▸ **Document segment**
::::

With typical bureaucratic understatement, the notice heralded transformative positive changes for millions of workers, students, and families that will save lives, prevent financial catastrophes, enable educational achievement, and reduce our budget deficit. And the notice, of course, responded to just the first wave of significant improvements that health care reform will bring to everyday Americans and the nation as a whole in the coming years.

Which raises some questions. First, what part of these giant steps forward is so pernicious or threatening that the House of Representatives saw fit to vote for their repeal? I haven’t heard a factual answer to that question from opponents of health care reform, but, rather, just a string of inflammatory slogans claiming a “job killing government takeover of health care.” (Somehow this was left out of the employer notice that I received).

Second, given that millions of Americans are receiving notices like this one, why aren’t the political leaders who enacted these historic reforms telling their story more effectively? True, President Obama declared in his State of the Union speech this week that, “what I’m not willing to do is go back to the days when insurance companies could deny someone coverage because of a preexisting condition.” But a line in an hour-long speech is far from the compelling narrative and coordinated echo chamber that the other side has mounted, and that health care reformers could easily pursue.

Where is the series of campus events in key news markets highlighting the stories of students, many with serious-but-treatable illnesses, who can now receive affordable, quality care without bankrupting their families or ending their educational progress? Where are the stories of kids who can’t be rejected for coverage because of preexisting illnesses? There are a few, but hardly of the scale or coordination that’s warranted and achievable.

To be sure, the President’s communications should overwhelmingly emphasize jobs, jobs, employment and jobs for the foreseeable future. But simply checking the box and moving on after a difficult, hugely beneficial accomplishment without both showing and telling its benefits to individuals, families, and the country opens the door to distortion, confusion, and misinformed backlash—all of which we’ve seen regarding health care over the last year. Declining to take a victory lap may be an admirable personal quality. But failing to effectively explain why a historic accomplishment benefits our nation and everyone in it leaves that accomplishment vulnerable, and limits the possibilities for future change.

::::

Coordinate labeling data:
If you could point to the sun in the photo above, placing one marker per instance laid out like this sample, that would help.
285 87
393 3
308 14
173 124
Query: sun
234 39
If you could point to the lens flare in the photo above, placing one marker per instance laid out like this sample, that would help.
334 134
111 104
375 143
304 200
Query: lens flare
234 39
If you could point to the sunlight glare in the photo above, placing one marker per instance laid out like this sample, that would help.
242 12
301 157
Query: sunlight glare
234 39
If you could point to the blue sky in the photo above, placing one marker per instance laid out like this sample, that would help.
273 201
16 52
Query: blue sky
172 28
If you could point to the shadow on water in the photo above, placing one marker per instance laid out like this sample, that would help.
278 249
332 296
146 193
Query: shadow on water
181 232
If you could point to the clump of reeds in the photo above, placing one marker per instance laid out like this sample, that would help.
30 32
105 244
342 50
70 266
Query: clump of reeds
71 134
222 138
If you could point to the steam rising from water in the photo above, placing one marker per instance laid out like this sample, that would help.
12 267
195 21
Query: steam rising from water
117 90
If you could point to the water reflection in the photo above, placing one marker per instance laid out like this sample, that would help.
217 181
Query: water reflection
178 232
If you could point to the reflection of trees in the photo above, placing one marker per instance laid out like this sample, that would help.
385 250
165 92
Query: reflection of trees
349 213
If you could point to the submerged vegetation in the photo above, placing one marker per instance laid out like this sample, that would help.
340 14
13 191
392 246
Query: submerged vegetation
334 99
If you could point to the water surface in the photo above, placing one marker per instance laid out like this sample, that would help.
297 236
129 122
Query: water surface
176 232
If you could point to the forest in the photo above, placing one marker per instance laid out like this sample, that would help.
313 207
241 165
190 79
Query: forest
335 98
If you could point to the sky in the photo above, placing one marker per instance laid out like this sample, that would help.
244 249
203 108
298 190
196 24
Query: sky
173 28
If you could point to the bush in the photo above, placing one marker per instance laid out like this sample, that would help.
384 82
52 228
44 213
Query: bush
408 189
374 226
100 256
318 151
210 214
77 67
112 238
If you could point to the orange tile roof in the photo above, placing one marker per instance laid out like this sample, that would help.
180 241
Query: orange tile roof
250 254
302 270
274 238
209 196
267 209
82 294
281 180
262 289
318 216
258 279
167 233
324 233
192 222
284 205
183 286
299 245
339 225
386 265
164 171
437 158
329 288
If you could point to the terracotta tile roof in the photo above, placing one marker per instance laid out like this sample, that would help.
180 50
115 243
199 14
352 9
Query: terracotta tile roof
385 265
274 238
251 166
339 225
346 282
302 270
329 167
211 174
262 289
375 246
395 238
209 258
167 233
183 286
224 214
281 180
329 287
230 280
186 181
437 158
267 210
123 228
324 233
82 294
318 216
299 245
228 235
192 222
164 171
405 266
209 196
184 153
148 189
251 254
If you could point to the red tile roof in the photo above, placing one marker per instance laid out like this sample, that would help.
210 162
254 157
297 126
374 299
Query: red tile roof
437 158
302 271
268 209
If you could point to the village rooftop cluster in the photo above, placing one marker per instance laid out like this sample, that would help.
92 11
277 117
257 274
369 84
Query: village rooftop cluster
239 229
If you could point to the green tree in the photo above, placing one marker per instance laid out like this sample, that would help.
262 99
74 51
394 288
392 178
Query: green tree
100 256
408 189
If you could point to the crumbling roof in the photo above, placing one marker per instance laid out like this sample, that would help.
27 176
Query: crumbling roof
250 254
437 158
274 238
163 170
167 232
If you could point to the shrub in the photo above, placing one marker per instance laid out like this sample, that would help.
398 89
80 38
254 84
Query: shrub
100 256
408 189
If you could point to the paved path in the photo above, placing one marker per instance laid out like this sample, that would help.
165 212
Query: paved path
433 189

::::

▸ **What is needed**
Extract the passage of the health care reform text starting at "Where is the" and ending at "warranted and achievable.". Work only from the health care reform text.

▸ **Output**
Where is the series of campus events in key news markets highlighting the stories of students, many with serious-but-treatable illnesses, who can now receive affordable, quality care without bankrupting their families or ending their educational progress? Where are the stories of kids who can’t be rejected for coverage because of preexisting illnesses? There are a few, but hardly of the scale or coordination that’s warranted and achievable.